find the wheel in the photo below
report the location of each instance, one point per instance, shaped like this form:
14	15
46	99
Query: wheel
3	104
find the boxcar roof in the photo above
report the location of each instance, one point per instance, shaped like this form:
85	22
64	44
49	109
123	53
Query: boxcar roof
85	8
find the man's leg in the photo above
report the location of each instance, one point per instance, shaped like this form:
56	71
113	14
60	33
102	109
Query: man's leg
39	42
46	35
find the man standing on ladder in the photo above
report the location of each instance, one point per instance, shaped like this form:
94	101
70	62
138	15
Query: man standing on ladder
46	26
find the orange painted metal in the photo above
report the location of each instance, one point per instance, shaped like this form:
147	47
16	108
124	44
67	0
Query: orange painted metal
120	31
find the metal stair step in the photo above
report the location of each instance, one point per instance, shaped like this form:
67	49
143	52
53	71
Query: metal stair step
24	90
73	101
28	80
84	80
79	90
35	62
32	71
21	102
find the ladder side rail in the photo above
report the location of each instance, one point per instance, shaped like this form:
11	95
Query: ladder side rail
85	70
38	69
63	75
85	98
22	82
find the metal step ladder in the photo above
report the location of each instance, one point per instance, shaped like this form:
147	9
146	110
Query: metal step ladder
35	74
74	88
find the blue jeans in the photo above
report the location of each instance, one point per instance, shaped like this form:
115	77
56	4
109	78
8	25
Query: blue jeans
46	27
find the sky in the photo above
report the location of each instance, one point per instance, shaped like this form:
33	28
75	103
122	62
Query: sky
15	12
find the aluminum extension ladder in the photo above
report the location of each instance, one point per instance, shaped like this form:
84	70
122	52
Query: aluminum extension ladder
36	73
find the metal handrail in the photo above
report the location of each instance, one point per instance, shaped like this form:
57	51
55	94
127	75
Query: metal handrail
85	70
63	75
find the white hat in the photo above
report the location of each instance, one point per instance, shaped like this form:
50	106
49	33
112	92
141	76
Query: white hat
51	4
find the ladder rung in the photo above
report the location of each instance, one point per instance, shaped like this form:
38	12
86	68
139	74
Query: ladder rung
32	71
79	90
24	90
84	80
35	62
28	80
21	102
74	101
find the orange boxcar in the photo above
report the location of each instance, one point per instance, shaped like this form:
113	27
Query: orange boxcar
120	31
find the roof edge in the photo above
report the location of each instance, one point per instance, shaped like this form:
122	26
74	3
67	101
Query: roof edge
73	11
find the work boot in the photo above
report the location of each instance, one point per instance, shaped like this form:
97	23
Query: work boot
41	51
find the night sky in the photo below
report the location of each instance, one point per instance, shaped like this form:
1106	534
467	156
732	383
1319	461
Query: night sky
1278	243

• • • • • • •

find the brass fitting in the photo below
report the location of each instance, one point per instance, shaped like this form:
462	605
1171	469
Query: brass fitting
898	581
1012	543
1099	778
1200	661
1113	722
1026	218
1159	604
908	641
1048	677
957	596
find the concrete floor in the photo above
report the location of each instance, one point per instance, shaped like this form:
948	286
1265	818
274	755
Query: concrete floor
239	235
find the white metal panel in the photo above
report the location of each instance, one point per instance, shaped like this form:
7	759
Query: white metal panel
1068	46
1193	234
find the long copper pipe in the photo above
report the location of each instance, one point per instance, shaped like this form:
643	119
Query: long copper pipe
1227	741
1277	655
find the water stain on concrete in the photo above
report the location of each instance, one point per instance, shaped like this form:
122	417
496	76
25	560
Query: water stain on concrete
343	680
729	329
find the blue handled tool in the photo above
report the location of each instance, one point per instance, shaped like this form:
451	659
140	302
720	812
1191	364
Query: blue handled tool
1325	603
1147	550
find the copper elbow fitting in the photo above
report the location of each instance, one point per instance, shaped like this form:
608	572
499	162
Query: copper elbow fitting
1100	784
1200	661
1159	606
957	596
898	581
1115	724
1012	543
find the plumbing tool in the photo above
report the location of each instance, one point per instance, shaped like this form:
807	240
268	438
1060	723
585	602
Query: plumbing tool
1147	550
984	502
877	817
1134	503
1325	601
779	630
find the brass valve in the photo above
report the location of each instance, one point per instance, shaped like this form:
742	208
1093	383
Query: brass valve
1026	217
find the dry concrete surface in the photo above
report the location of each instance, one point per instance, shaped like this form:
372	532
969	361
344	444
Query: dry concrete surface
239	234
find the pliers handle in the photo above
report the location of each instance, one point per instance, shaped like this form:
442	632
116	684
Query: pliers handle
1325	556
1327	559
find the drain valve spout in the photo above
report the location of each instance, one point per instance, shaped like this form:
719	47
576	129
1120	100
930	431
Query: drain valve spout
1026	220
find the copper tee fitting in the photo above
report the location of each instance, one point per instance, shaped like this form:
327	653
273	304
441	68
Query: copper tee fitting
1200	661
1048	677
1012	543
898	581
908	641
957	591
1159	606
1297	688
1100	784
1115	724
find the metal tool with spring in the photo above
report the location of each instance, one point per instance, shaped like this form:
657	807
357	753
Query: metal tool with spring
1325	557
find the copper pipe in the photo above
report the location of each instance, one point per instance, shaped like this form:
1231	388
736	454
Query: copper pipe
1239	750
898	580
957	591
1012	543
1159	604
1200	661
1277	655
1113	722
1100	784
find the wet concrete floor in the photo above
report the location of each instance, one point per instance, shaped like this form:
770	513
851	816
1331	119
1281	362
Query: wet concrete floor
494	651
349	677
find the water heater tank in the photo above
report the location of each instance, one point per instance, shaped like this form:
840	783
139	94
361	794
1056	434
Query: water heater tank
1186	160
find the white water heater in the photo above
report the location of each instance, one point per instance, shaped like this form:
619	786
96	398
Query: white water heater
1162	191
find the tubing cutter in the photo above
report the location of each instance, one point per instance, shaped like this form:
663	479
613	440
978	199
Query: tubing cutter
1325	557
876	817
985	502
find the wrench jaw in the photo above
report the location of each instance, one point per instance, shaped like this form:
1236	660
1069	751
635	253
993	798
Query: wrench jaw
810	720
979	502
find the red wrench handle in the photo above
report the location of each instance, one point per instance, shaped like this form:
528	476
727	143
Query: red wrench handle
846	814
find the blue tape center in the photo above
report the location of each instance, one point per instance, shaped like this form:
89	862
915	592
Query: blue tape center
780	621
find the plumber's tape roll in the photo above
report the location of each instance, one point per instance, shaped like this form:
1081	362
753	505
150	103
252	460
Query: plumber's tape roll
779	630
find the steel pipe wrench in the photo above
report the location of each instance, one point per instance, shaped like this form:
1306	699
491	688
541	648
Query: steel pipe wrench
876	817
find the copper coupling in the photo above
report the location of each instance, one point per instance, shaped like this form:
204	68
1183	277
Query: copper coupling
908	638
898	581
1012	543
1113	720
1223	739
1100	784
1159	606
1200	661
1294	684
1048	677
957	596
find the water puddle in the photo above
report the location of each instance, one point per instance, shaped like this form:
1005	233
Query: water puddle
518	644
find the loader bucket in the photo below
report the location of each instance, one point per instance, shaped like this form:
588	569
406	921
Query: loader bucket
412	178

• • • • • • •

**Set task**
Gather every line from the entries above that contains the word "coupling" and copy each one in full. Matching is case-sensitive.

**Solution for this problem**
find the copper coupling in the photo above
Query: copper coupling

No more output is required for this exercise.